[Problem details]
The line containing "Mark the yellow hull" marks the start; return it and every line after it in the listing below, exactly, through the last.

[Data provided]
>> BEGIN
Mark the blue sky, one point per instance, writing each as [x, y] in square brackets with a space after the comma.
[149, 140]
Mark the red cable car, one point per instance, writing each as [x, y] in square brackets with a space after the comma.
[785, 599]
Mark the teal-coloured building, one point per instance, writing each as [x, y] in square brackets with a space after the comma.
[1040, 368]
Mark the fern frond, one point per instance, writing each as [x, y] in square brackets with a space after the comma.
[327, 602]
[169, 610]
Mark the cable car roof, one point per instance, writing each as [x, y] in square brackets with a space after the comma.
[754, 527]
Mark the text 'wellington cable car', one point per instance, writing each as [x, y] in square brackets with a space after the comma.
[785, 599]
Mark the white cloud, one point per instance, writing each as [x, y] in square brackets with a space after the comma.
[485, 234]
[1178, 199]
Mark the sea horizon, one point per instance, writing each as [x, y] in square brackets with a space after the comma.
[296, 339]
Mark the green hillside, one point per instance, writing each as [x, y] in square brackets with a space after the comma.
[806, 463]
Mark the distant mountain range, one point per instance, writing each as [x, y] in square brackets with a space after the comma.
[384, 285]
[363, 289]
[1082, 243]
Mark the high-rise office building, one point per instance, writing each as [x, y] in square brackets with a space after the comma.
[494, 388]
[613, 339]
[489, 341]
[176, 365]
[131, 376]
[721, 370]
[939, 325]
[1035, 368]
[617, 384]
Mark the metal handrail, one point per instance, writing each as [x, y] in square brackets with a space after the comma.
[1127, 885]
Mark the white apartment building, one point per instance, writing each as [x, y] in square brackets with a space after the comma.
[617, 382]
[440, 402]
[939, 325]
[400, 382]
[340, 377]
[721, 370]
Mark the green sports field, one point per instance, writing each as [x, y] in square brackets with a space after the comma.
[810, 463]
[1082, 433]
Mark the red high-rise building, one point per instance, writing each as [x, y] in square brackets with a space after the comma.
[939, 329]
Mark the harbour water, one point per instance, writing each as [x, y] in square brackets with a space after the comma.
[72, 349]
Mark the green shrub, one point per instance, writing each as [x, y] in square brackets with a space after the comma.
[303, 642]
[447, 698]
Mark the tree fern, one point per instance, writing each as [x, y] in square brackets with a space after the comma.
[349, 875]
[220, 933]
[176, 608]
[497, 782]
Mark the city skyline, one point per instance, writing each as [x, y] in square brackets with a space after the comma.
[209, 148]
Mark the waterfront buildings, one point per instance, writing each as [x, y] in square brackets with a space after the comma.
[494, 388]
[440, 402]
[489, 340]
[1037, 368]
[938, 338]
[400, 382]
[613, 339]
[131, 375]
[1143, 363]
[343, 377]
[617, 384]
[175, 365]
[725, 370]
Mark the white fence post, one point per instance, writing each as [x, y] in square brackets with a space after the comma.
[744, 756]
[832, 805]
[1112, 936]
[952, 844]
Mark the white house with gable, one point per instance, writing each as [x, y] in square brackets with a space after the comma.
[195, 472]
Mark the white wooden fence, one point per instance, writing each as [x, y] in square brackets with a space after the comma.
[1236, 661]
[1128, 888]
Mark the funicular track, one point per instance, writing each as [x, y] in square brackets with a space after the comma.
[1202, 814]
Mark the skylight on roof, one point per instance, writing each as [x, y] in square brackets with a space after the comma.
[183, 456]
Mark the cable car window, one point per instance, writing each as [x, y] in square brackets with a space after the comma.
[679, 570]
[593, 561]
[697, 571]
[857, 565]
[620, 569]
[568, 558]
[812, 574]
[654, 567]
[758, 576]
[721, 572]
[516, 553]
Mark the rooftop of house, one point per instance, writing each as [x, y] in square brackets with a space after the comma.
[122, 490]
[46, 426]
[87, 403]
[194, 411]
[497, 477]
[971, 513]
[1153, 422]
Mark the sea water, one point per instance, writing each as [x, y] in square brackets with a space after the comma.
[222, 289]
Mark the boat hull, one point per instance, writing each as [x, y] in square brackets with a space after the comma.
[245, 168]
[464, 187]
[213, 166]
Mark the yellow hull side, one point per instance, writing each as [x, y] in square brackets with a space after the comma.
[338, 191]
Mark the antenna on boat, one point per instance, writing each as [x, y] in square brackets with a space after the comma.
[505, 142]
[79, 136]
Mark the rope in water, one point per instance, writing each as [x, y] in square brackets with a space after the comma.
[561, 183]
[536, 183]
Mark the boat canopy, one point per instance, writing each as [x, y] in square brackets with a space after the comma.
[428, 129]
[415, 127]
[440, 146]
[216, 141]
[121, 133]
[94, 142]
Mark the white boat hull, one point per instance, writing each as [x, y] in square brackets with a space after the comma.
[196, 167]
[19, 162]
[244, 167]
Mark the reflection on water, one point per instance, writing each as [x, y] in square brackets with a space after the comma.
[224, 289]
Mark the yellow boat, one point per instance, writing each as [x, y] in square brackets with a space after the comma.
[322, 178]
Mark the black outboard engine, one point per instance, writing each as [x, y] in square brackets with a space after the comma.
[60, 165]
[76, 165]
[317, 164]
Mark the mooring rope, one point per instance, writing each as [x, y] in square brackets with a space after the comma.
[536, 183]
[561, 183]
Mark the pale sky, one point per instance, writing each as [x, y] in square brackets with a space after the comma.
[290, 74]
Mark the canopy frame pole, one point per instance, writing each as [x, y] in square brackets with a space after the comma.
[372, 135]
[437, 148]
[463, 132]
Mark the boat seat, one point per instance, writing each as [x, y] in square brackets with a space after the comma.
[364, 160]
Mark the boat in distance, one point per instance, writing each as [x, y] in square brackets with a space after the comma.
>> END
[Task answer]
Mark the yellow hull side, one point per instance, writing each as [x, y] in square brackets with a space after the comma.
[338, 191]
Mark the antenna on boat, one point per instance, writing each as [x, y] in square brackets with a space after the comma.
[505, 142]
[79, 136]
Mark the rope in water, one point per instance, writing each as [x, y] in square brackets with a space after the comma.
[561, 183]
[536, 183]
Mark the boat canopy, one point per instance, writing each as [x, y] in square brackets with a space after the comma.
[428, 129]
[415, 127]
[440, 146]
[216, 141]
[121, 133]
[94, 142]
Mark the white boat hull, one point per instance, writing each as [x, y] in square brackets with a space after the comma.
[196, 167]
[19, 162]
[244, 167]
Mark the reflection on water, one point per instance, writing each as [x, y] in square brackets with a space after the comma.
[224, 289]
Mark the yellow boat, one point per instance, writing each as [x, y] in square brackets with a space after the comma.
[322, 178]
Mark the black outboard engine, one point per instance, writing each as [x, y] in square brackets with a space after the comma.
[60, 165]
[76, 165]
[317, 164]
Mark the mooring rope, one point per instance, writing each as [x, y] in square brackets with a space after the comma.
[536, 183]
[561, 183]
Mark the pale sky, one point per instance, writing each as [x, y] in square brackets with a space after the comma.
[290, 74]
Mark the canopy frame pole, one point per instance, writing each as [x, y] in square brackets with a space after the comma.
[372, 135]
[437, 148]
[463, 132]
Mark the boat seat, one point per instance, writing each as [x, y] in square brackets with a space after the comma.
[364, 160]
Mark the boat in distance, one point per instance, writing each as [x, y] in square brackets with a space after the comma.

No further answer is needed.